EXERCISE
Please state the number of lines in the listing that contain the word "window", and nothing else.

DATA SUPPLIED

»»

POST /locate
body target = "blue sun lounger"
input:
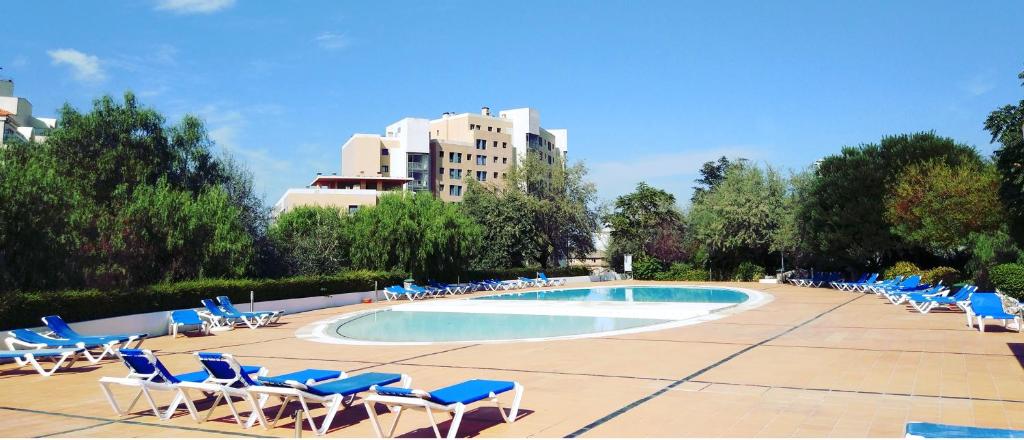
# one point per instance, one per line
(29, 339)
(265, 316)
(223, 318)
(988, 305)
(329, 388)
(60, 328)
(147, 374)
(918, 430)
(449, 399)
(31, 357)
(187, 318)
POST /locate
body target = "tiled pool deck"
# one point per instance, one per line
(814, 362)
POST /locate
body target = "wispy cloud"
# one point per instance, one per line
(332, 41)
(84, 68)
(194, 6)
(673, 172)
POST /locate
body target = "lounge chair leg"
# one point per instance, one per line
(456, 421)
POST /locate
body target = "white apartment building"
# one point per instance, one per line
(16, 119)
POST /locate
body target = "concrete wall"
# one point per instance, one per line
(155, 323)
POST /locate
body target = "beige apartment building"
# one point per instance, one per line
(437, 156)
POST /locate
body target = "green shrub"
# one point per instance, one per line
(947, 275)
(25, 309)
(516, 272)
(901, 268)
(683, 272)
(748, 271)
(1008, 278)
(646, 267)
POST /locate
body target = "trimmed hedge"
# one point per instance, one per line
(24, 309)
(529, 272)
(1009, 279)
(901, 268)
(683, 272)
(748, 271)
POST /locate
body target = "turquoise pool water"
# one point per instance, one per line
(639, 295)
(416, 326)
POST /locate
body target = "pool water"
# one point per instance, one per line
(393, 325)
(639, 295)
(532, 315)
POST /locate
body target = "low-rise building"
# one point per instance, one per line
(16, 119)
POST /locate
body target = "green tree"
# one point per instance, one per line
(416, 233)
(1007, 127)
(739, 219)
(504, 212)
(560, 200)
(939, 207)
(37, 232)
(844, 210)
(646, 222)
(312, 240)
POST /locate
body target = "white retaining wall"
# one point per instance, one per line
(155, 323)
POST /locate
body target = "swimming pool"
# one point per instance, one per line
(538, 315)
(653, 294)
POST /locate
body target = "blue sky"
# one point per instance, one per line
(648, 90)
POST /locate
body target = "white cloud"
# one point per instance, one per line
(673, 172)
(85, 68)
(332, 41)
(194, 6)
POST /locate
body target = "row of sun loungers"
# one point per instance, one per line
(925, 297)
(224, 379)
(436, 290)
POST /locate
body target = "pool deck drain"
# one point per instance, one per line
(810, 363)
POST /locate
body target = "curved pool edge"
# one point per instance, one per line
(316, 332)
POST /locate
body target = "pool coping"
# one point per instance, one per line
(316, 332)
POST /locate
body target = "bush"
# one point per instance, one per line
(646, 267)
(25, 309)
(947, 275)
(748, 271)
(516, 272)
(901, 268)
(1008, 278)
(683, 272)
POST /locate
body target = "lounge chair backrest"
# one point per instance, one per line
(57, 324)
(223, 368)
(144, 364)
(31, 337)
(187, 316)
(986, 304)
(213, 308)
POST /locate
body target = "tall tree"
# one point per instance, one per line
(646, 222)
(1007, 127)
(844, 212)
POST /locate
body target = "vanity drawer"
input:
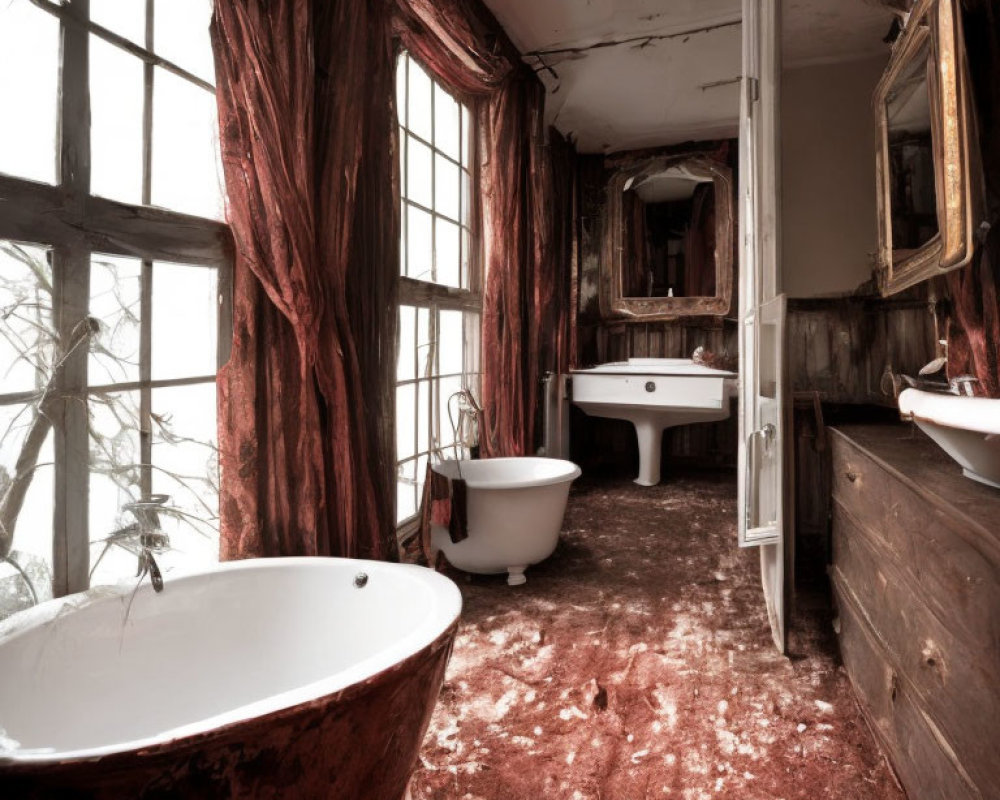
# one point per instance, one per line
(952, 679)
(887, 700)
(948, 567)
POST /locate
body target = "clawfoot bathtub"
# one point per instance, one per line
(515, 513)
(285, 677)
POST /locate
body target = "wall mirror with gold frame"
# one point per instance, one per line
(925, 151)
(668, 240)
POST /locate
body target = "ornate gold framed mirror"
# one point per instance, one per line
(925, 151)
(668, 240)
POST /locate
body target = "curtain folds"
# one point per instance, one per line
(306, 94)
(525, 293)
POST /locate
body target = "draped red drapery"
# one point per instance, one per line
(974, 333)
(305, 93)
(525, 318)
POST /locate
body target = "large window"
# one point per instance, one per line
(439, 278)
(114, 301)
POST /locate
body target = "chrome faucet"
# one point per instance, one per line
(962, 385)
(143, 538)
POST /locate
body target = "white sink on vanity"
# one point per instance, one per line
(654, 394)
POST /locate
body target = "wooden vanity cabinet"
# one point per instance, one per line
(916, 580)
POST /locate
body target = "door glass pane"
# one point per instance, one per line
(186, 468)
(29, 86)
(25, 440)
(180, 31)
(116, 102)
(27, 338)
(125, 17)
(115, 304)
(186, 168)
(184, 320)
(115, 481)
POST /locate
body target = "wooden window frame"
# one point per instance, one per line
(436, 297)
(76, 225)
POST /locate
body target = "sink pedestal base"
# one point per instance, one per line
(650, 436)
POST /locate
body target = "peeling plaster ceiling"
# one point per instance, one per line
(666, 71)
(832, 31)
(644, 91)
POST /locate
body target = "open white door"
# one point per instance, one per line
(763, 482)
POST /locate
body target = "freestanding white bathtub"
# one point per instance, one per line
(515, 513)
(309, 676)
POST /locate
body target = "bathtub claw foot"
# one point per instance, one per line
(515, 576)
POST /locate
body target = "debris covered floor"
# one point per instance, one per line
(637, 663)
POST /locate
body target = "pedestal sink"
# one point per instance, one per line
(966, 428)
(654, 394)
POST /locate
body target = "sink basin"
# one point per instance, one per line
(966, 428)
(654, 394)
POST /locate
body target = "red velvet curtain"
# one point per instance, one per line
(699, 244)
(525, 303)
(974, 333)
(305, 92)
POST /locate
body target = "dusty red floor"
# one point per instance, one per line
(637, 663)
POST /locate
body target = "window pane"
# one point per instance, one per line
(180, 33)
(27, 338)
(419, 247)
(186, 170)
(406, 491)
(125, 17)
(29, 83)
(451, 341)
(425, 354)
(465, 258)
(184, 321)
(446, 122)
(115, 304)
(407, 341)
(423, 416)
(405, 421)
(26, 438)
(418, 180)
(448, 253)
(446, 183)
(186, 467)
(116, 101)
(115, 480)
(419, 108)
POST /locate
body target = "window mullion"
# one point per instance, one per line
(145, 376)
(146, 277)
(71, 292)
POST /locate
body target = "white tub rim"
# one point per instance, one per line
(439, 620)
(562, 471)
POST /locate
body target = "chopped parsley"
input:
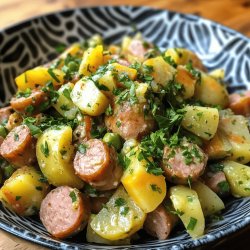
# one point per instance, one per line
(24, 94)
(109, 110)
(64, 107)
(45, 149)
(53, 75)
(118, 123)
(63, 152)
(194, 72)
(66, 92)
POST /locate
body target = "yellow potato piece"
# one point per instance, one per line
(92, 59)
(121, 69)
(147, 190)
(39, 76)
(201, 121)
(238, 176)
(64, 104)
(88, 98)
(188, 207)
(236, 130)
(211, 92)
(24, 191)
(120, 218)
(92, 236)
(162, 72)
(109, 82)
(186, 79)
(211, 203)
(218, 147)
(54, 151)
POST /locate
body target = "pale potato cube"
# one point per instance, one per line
(88, 98)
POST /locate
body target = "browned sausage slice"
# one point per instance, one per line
(130, 121)
(64, 212)
(31, 104)
(98, 165)
(19, 147)
(183, 163)
(159, 223)
(240, 103)
(217, 182)
(82, 133)
(5, 114)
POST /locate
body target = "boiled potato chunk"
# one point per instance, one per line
(120, 218)
(92, 59)
(202, 121)
(64, 105)
(109, 82)
(24, 191)
(92, 236)
(238, 176)
(187, 205)
(39, 76)
(54, 151)
(147, 190)
(218, 74)
(88, 98)
(183, 56)
(211, 203)
(219, 147)
(162, 72)
(73, 50)
(210, 91)
(186, 79)
(124, 70)
(236, 129)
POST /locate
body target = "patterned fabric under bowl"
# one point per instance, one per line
(33, 42)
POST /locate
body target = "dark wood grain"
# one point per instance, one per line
(232, 13)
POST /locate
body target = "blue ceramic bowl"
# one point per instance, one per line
(33, 42)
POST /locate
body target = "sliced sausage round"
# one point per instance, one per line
(159, 223)
(18, 147)
(217, 182)
(130, 121)
(5, 114)
(240, 103)
(31, 104)
(64, 212)
(183, 163)
(98, 165)
(14, 121)
(82, 133)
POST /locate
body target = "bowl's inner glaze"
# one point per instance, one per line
(33, 42)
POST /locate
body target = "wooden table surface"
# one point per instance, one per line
(232, 13)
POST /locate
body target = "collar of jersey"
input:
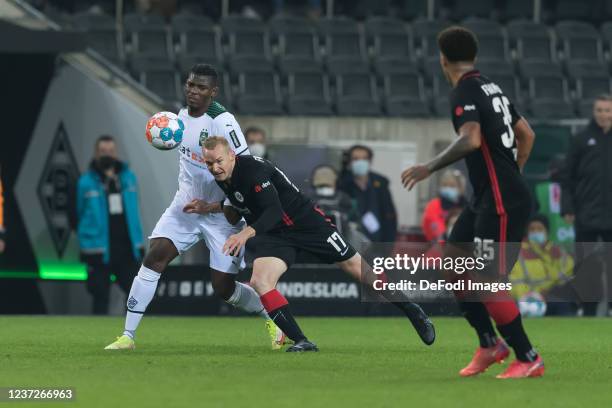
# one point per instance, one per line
(470, 74)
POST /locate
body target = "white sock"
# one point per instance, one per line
(245, 298)
(142, 292)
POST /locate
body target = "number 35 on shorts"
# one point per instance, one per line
(484, 248)
(338, 243)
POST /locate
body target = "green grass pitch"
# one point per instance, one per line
(225, 362)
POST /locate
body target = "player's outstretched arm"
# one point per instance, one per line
(469, 140)
(525, 137)
(231, 214)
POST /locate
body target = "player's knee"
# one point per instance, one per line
(223, 285)
(261, 284)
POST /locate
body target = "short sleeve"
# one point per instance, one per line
(516, 116)
(464, 107)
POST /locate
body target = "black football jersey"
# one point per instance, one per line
(493, 171)
(264, 195)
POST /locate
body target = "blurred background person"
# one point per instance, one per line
(586, 199)
(337, 205)
(256, 139)
(450, 198)
(109, 228)
(372, 196)
(2, 230)
(544, 270)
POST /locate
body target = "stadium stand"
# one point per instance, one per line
(565, 59)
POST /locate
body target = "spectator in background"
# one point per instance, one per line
(2, 230)
(109, 229)
(372, 195)
(450, 197)
(586, 199)
(543, 268)
(256, 139)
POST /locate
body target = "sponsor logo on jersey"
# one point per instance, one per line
(203, 136)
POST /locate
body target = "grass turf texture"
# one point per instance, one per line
(189, 362)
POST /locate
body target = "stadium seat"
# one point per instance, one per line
(344, 43)
(308, 93)
(198, 40)
(579, 40)
(246, 37)
(551, 109)
(389, 38)
(148, 37)
(572, 9)
(297, 43)
(514, 9)
(425, 33)
(442, 108)
(492, 42)
(591, 78)
(584, 108)
(101, 34)
(405, 95)
(414, 9)
(163, 81)
(258, 93)
(356, 95)
(533, 41)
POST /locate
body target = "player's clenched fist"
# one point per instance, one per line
(235, 242)
(414, 174)
(201, 207)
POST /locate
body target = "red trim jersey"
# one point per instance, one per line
(493, 172)
(265, 196)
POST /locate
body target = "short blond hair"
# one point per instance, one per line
(213, 141)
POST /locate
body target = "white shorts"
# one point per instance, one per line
(185, 230)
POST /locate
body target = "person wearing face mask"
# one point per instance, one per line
(450, 197)
(108, 223)
(372, 196)
(545, 269)
(256, 140)
(586, 195)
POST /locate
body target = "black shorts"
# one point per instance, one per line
(495, 237)
(313, 236)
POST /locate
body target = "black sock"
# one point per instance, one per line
(515, 336)
(283, 318)
(478, 317)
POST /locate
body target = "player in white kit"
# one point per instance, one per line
(196, 213)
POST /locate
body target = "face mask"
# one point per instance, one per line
(325, 191)
(537, 237)
(450, 193)
(258, 149)
(360, 167)
(106, 162)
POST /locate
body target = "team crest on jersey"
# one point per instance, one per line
(203, 136)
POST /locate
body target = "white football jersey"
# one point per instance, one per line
(195, 181)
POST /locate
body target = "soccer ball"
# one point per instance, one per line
(165, 130)
(532, 304)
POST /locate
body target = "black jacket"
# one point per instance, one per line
(587, 179)
(376, 198)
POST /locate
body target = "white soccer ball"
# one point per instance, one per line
(165, 130)
(532, 304)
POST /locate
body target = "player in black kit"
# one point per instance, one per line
(495, 142)
(281, 223)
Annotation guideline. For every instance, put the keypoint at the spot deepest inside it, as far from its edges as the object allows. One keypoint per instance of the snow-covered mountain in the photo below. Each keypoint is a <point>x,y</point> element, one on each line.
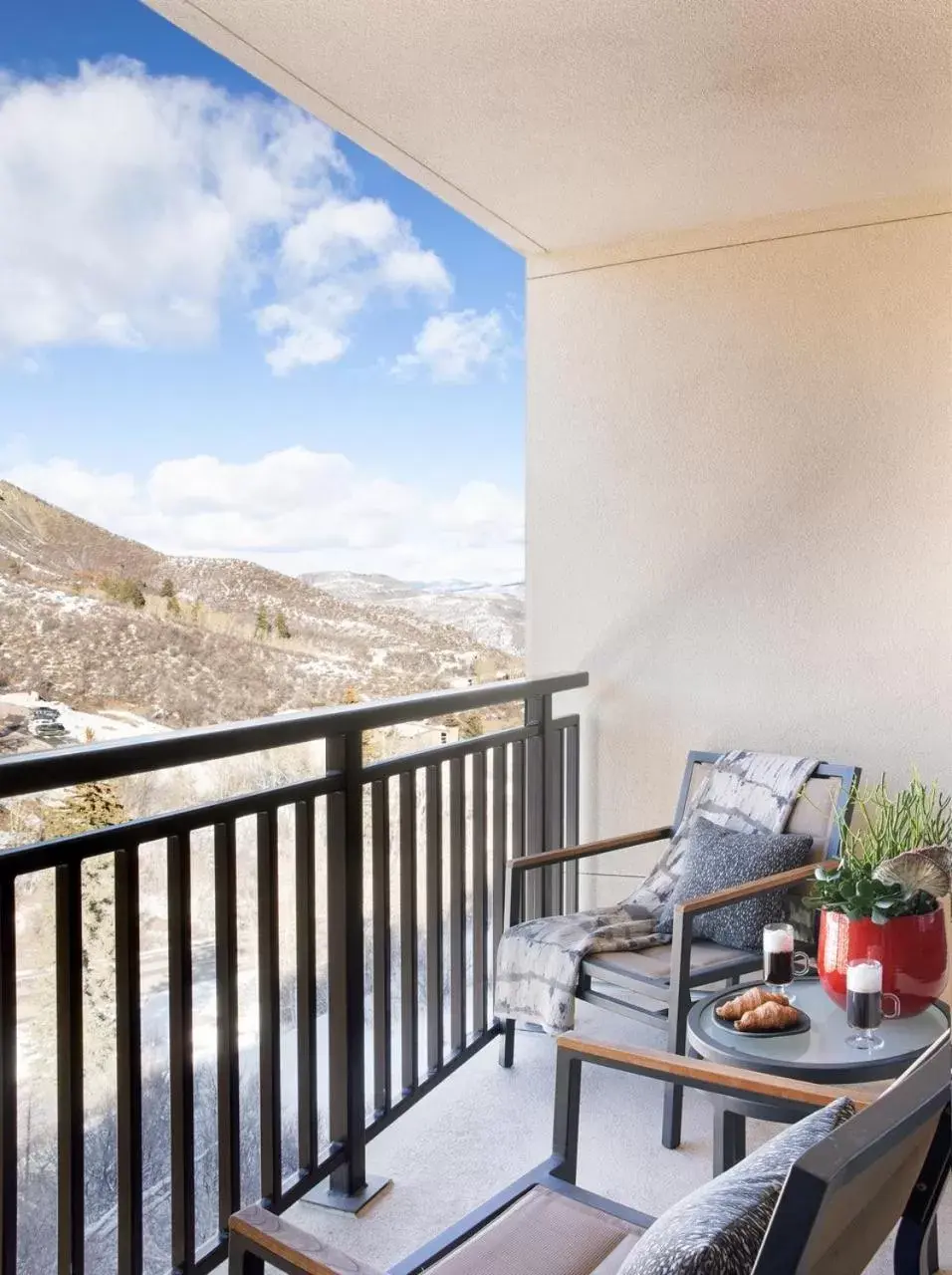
<point>103,623</point>
<point>492,614</point>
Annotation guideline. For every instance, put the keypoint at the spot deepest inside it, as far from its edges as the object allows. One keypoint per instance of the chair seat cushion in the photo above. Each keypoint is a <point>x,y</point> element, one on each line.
<point>543,1233</point>
<point>718,860</point>
<point>719,1228</point>
<point>654,964</point>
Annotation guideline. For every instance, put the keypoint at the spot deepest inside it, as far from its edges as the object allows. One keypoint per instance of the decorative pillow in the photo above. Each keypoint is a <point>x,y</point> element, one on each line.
<point>719,1228</point>
<point>716,860</point>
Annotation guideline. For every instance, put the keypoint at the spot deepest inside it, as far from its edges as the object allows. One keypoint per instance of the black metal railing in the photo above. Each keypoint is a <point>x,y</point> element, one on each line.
<point>383,988</point>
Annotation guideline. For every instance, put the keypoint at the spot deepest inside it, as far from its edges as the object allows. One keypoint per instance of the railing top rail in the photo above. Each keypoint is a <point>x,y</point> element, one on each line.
<point>30,773</point>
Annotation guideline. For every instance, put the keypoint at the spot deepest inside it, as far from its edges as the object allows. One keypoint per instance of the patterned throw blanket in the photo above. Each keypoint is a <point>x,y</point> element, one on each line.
<point>538,961</point>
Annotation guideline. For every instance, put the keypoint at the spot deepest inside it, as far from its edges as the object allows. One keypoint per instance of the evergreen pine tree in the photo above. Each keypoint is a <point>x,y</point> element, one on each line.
<point>95,805</point>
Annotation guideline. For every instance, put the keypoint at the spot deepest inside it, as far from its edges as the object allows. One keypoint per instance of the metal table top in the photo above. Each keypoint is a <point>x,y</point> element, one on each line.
<point>820,1055</point>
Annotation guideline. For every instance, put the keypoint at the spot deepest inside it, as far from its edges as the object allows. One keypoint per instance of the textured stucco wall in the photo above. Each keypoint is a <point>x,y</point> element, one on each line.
<point>741,509</point>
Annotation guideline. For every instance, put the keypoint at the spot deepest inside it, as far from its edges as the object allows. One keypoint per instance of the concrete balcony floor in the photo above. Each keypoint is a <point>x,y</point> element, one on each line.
<point>484,1126</point>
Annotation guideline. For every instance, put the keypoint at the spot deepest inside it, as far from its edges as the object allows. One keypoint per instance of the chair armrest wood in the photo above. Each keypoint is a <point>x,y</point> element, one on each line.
<point>583,852</point>
<point>711,1076</point>
<point>291,1244</point>
<point>724,897</point>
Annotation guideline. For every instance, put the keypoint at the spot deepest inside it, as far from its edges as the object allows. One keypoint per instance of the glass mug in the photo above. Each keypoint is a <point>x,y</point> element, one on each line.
<point>864,1004</point>
<point>780,961</point>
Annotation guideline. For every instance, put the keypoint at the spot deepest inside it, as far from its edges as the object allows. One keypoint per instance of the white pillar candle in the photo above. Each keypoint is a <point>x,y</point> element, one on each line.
<point>778,941</point>
<point>864,978</point>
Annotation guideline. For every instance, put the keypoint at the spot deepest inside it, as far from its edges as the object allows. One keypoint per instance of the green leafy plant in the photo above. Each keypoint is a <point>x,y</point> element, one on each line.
<point>895,855</point>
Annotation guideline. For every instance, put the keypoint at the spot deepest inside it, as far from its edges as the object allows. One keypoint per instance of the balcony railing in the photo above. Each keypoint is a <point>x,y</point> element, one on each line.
<point>396,906</point>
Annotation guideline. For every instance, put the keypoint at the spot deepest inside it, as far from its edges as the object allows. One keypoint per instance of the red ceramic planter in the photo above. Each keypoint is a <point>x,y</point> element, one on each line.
<point>912,951</point>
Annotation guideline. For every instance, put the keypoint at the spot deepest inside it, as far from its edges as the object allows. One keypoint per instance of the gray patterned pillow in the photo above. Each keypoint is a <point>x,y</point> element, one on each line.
<point>719,1228</point>
<point>716,860</point>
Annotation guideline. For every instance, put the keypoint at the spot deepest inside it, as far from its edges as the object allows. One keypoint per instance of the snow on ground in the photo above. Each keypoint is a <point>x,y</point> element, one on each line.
<point>117,724</point>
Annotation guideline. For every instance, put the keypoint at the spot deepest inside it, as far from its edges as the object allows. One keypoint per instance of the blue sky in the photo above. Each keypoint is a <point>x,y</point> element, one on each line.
<point>171,331</point>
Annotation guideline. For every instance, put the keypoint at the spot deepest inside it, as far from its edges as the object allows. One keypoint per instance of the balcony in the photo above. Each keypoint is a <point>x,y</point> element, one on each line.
<point>231,1001</point>
<point>309,1018</point>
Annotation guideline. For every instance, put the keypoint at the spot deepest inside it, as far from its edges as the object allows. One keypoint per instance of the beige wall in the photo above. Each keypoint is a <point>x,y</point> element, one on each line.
<point>741,508</point>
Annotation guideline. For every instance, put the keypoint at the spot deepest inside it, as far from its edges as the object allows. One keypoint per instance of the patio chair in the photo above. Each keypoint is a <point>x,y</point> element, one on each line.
<point>673,974</point>
<point>836,1206</point>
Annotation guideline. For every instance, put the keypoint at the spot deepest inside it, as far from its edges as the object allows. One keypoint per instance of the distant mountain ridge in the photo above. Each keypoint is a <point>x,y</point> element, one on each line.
<point>495,615</point>
<point>62,634</point>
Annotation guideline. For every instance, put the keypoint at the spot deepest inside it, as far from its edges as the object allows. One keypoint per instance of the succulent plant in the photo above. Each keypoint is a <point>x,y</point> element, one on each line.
<point>896,860</point>
<point>852,889</point>
<point>925,869</point>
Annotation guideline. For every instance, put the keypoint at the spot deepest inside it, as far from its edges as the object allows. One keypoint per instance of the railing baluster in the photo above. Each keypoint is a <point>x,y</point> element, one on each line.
<point>518,827</point>
<point>227,1006</point>
<point>308,1148</point>
<point>409,937</point>
<point>536,891</point>
<point>181,1062</point>
<point>479,909</point>
<point>69,1070</point>
<point>128,1064</point>
<point>337,956</point>
<point>458,902</point>
<point>500,851</point>
<point>382,1007</point>
<point>571,814</point>
<point>552,806</point>
<point>8,1075</point>
<point>269,1006</point>
<point>435,919</point>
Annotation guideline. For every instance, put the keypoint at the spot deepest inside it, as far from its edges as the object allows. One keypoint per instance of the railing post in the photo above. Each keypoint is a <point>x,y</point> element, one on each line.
<point>543,779</point>
<point>349,1187</point>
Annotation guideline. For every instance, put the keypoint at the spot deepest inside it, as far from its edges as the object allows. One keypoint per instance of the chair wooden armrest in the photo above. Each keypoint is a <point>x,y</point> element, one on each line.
<point>292,1248</point>
<point>710,1076</point>
<point>583,852</point>
<point>724,897</point>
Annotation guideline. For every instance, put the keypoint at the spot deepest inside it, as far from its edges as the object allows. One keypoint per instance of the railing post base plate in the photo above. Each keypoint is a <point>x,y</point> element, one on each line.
<point>324,1197</point>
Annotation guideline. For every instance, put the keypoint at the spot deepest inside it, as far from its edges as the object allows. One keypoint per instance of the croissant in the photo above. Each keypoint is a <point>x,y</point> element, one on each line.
<point>769,1016</point>
<point>751,1000</point>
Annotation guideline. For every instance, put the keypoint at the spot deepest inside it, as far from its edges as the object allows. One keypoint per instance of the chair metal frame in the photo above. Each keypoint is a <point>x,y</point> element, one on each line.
<point>678,992</point>
<point>809,1196</point>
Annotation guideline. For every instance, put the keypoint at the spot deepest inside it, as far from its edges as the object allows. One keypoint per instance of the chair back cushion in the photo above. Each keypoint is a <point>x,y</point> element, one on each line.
<point>719,1228</point>
<point>814,815</point>
<point>843,1196</point>
<point>716,860</point>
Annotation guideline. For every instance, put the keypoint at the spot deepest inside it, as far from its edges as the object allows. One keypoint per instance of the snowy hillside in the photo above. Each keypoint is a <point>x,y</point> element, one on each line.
<point>493,615</point>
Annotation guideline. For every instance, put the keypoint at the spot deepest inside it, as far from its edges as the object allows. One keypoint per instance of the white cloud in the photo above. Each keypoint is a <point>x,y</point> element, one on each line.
<point>451,347</point>
<point>134,205</point>
<point>296,510</point>
<point>329,265</point>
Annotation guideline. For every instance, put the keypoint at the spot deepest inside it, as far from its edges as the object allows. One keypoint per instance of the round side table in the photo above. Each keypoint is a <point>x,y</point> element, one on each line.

««

ANSWER TO THE EXERCISE
4